**What this task involves**
Copy all of the data below line for line, omitting the pictures.

Image annotation data
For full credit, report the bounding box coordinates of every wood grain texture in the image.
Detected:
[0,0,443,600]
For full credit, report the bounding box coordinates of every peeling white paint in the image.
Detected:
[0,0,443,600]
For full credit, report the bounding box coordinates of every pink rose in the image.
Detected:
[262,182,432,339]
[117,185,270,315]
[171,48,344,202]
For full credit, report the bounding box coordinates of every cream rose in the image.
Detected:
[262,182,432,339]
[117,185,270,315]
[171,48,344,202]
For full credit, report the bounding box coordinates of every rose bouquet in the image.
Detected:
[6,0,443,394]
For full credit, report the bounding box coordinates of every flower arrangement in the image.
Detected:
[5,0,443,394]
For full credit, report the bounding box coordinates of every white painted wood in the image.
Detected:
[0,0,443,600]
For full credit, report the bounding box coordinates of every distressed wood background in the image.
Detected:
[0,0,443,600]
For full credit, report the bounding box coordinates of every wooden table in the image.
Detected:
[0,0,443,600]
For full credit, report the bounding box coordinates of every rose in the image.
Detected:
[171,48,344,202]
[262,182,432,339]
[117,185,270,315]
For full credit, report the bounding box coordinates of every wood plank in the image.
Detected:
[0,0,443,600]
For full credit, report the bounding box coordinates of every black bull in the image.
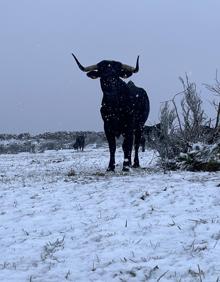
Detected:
[72,54,150,171]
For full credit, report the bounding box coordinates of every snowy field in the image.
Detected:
[0,147,220,282]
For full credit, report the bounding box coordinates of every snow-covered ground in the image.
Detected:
[0,147,220,282]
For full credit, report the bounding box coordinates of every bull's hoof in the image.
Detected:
[122,161,131,172]
[106,167,115,172]
[122,166,130,172]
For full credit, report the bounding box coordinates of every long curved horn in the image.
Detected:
[72,53,97,72]
[122,56,139,73]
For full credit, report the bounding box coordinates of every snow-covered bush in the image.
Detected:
[150,76,220,171]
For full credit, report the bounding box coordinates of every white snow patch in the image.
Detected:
[0,148,220,282]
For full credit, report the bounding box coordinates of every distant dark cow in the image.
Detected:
[73,135,85,151]
[72,54,150,171]
[144,123,162,142]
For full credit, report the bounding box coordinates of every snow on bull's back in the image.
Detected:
[0,147,220,282]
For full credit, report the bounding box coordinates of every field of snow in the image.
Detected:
[0,147,220,282]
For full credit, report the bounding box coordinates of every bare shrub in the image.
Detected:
[151,75,220,170]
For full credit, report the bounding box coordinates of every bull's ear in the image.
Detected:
[87,71,100,79]
[120,69,133,78]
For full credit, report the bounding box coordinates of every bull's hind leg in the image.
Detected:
[105,131,116,171]
[133,130,141,168]
[122,132,133,171]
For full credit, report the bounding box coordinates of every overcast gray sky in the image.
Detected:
[0,0,220,133]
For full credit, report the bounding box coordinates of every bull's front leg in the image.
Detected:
[133,129,141,168]
[105,130,116,171]
[122,132,133,171]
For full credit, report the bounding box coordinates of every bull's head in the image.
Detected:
[72,54,139,79]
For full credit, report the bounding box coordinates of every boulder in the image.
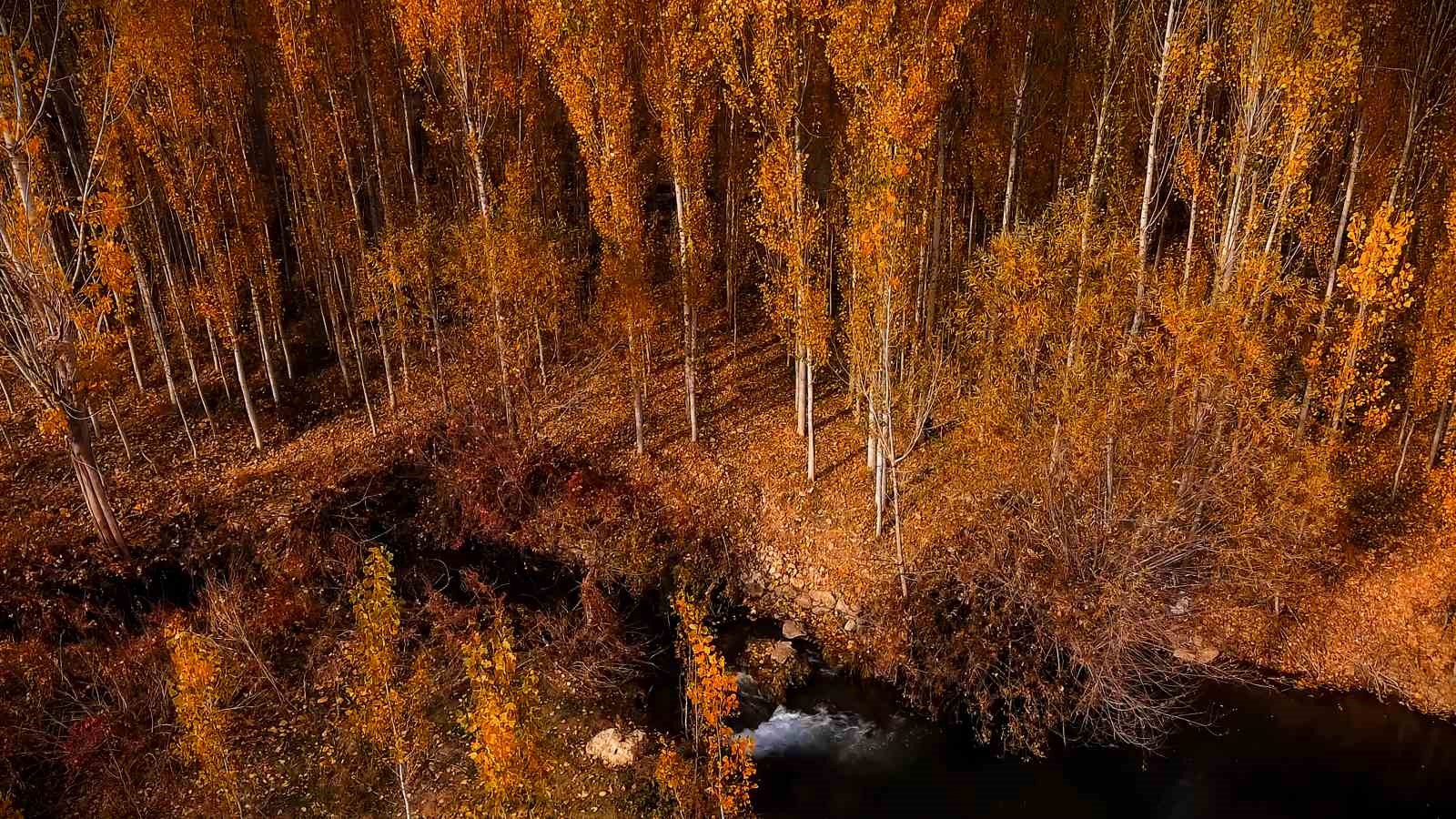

**Exercise result**
For full credit, report the bounding box coordinates of every wood grain texture in the image.
Detected:
[0,0,443,600]
For full credit, report the bounding box coordinates of every peeling white paint in the image.
Detected:
[0,0,443,600]
For full credit, report the bounding box coordinates of every pink rose in the image.
Detected:
[262,182,432,339]
[117,185,270,315]
[171,48,344,202]
For full credit, report the bounding box coordinates of every cream rose in the image.
Detected:
[262,182,432,339]
[117,185,270,315]
[171,48,344,202]
For full credit, report the bounding box coordinates of every rose bouquet in the image.
Detected:
[6,0,443,394]
For full credit, report the bounding box coordinates of every flower arrangement in the image.
Detected:
[5,0,443,394]
For full credit, report the bounding box coordinates of every white painted wood in the image.
Detected:
[0,0,443,600]
For full credit, report the bounding box coordinates of every distressed wood background in the image.
Detected:
[0,0,443,600]
For full credit, report the bounding box coordinates of every wooden table in the image.
Detected:
[0,0,443,600]
For full credit, report the bounding box coordinates of every rose in the image.
Detected:
[171,48,344,202]
[262,182,432,339]
[117,185,270,315]
For full credit, report the bounding box coordinates of every wood plank in the image.
Detected:
[0,0,443,600]
For full credit, report the bounding box coordinates of every black bull in the image.
Detected:
[72,54,150,171]
For full credit, report the bounding box coordinates of every snowy field in the image.
Detected:
[0,147,220,282]
For full credit, report the bounding box coordinates of every snow-covered ground in the image.
Detected:
[0,147,220,282]
For full credit, report the bounding box coordinates of every bull's hoof in the image.
Detected:
[122,161,131,172]
[106,167,115,172]
[122,166,130,172]
For full credit, report the bounding box coordinates of every long curved horn in the image.
Detected:
[72,53,97,72]
[122,56,139,73]
For full credit, report the bounding box coordinates of every snow-covered bush in the image.
Detected:
[150,76,220,171]
For full credit, report the bounding box coordinates of every white snow patch in the image.
Detected:
[0,148,220,282]
For full credit, report the bounding box coordinates of every distant dark cow in the image.
Detected:
[73,135,85,151]
[72,54,150,171]
[144,123,162,142]
For full credit, report the bounding box coordinates of every snow on bull's back in the image.
Detected:
[0,147,220,282]
For full credit, report the bounding box coordinates of every field of snow in the image.
Detected:
[0,147,220,282]
For full credit, report the bounding box coordinates of every bare shrub in the image.
Detected:
[151,75,220,170]
For full credit, report the bounding box coordinates of every bull's ear in the image.
Detected:
[87,71,100,79]
[120,69,133,78]
For full credit, report the bounding box coordinates of every bull's hind leg in the image.
Detected:
[105,131,116,171]
[133,130,141,168]
[122,132,133,171]
For full credit, report the bounding box coordinates of every overcast gray sky in the image.
Detected:
[0,0,220,133]
For full credit, report the bounding box coordinates of every bull's front leg in the image.
Detected:
[133,129,141,168]
[105,130,116,171]
[122,132,133,171]
For full credit, report the bounding box coordinates of every bull's head in the image.
Detected:
[72,54,139,79]
For full credit, report the bounding box coordinates of every boulder in the image.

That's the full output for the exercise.